**Trecho citado**:
Ela explica que a combinação é benéfica porque o liocel é um material fino e sedoso, enquanto o cânhamo tem características mais rústicas e pesadas, formando um tecido resistente e, ao mesmo tempo, confortável. Alguns exemplares foram apresentados em Nova York e “fizeram mais sucesso do que os produtos prontos de algodão e lã”, comenta o designer. “As pessoas adoraram a combinação das duas fibras”, conclui.

Para Cadeia, o mercado americano e europeu ainda não está completamente maduro para a particularidade de uma fibra cara e já consolidada com o cânhamo. “Nossa insistência no cânhamo está relacionada à nossa vocação para a sustentabilidade e inovação. Também desejamos educar o mercado nessa direção.”

 

Sustentabilidade

 

Segundo Aurélia, apesar de o cânhamo ser considerado um tecido “rústico”, seu manejo fácil permite o bom desenvolvimento dos produtos. Após a separação das fibras durante a maceração, são formados fios longos e contínuos que, após o acabamento, resultam em um produto durável e resistente, tornando-se cada vez mais macio e brilhante com o uso.

A União Europeia destaca alguns benefícios ambientais do cânhamo:

Armazenamento de carbono: um hectare cultivado com cânhamo armazena entre 9 e 15 toneladas de CO2, equivalente à quantidade sequestrada por uma floresta jovem, com a diferença de que o cânhamo cresce em apenas cinco meses.

**Dados fornecidos**:
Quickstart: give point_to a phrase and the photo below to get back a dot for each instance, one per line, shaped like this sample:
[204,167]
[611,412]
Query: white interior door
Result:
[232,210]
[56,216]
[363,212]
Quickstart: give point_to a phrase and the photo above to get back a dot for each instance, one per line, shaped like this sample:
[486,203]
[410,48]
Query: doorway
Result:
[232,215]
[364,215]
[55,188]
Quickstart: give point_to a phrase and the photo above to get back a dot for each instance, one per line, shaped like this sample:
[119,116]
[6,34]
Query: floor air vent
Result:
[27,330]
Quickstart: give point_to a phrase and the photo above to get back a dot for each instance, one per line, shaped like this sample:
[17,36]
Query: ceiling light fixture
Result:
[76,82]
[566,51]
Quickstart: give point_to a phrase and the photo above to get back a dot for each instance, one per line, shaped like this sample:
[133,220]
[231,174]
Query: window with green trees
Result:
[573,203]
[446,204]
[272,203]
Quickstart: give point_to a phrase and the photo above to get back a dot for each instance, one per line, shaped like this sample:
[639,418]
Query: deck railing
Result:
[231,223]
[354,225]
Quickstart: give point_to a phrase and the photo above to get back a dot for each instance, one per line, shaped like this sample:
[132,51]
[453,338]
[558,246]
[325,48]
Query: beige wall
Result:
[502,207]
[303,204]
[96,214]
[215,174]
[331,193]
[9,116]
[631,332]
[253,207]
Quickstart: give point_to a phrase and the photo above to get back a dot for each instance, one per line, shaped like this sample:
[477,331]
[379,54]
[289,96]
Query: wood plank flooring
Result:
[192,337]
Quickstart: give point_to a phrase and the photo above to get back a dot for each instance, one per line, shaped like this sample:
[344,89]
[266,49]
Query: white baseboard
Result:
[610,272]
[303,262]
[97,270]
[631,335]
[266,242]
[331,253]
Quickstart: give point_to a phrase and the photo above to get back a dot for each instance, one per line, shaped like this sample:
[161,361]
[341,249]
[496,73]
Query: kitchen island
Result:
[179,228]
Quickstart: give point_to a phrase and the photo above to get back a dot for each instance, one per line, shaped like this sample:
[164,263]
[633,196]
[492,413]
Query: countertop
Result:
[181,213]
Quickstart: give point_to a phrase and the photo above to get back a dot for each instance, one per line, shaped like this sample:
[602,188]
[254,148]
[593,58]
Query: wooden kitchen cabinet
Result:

**Exercício 1**: Por favor, reproduza do trecho sobre o cânhamo tudo o que vai de "Segundo Aurélia, apesar" até "brilhante com o uso.", sem nenhuma alteração.
**Exercício 2**: De acordo com o trecho sobre o cânhamo, quantas toneladas de CO2 um hectare cultivado com cânhamo armazena?
**Exercício 3**: Retome o trecho sobre o cânhamo logo após a última frase apresentada.
Os registros não têm relação com o trecho sobre o cânhamo.

**Espaço para resposta 1**:
Segundo Aurélia, apesar de o cânhamo ser considerado um tecido “rústico”, seu manejo fácil permite o bom desenvolvimento dos produtos. Após a separação das fibras durante a maceração, são formados fios longos e contínuos que, após o acabamento, resultam em um produto durável e resistente, tornando-se cada vez mais macio e brilhante com o uso.

**Espaço para resposta 2**: Entre 9 e 15 toneladas de CO2.

**Espaço para resposta 3**:
Quebra do ciclo de doenças: o cânhamo ajuda a interromper o ciclo de doenças quando utilizado na rotação de culturas. Além disso, impede o crescimento de ervas benéficas devido ao seu rápido desenvolvimento e à sua capacidade de criar sombra.

Prevenção da erosão do solo: as folhas densas de cânhamo formam uma cobertura natural, reduzindo a perda de água e protegendo o solo contra a erosão. O cânhamo cobre o solo em apenas três semanas após a germinação.

Biodiversidade: o cânhamo floresce entre julho e setembro, período em que há escassez de pólen de outras culturas. Ele produz grandes quantidades de pólen, além de fornecer abrigo para aves, enquanto suas sementes servem de alimento para animais.

Baixo uso de pesticidas: o cânhamo é resistente a pragas devido à ausência de predadores naturais, o que permite evitar o uso de inseticidas, herbicidas e fungicidas na maioria dos casos.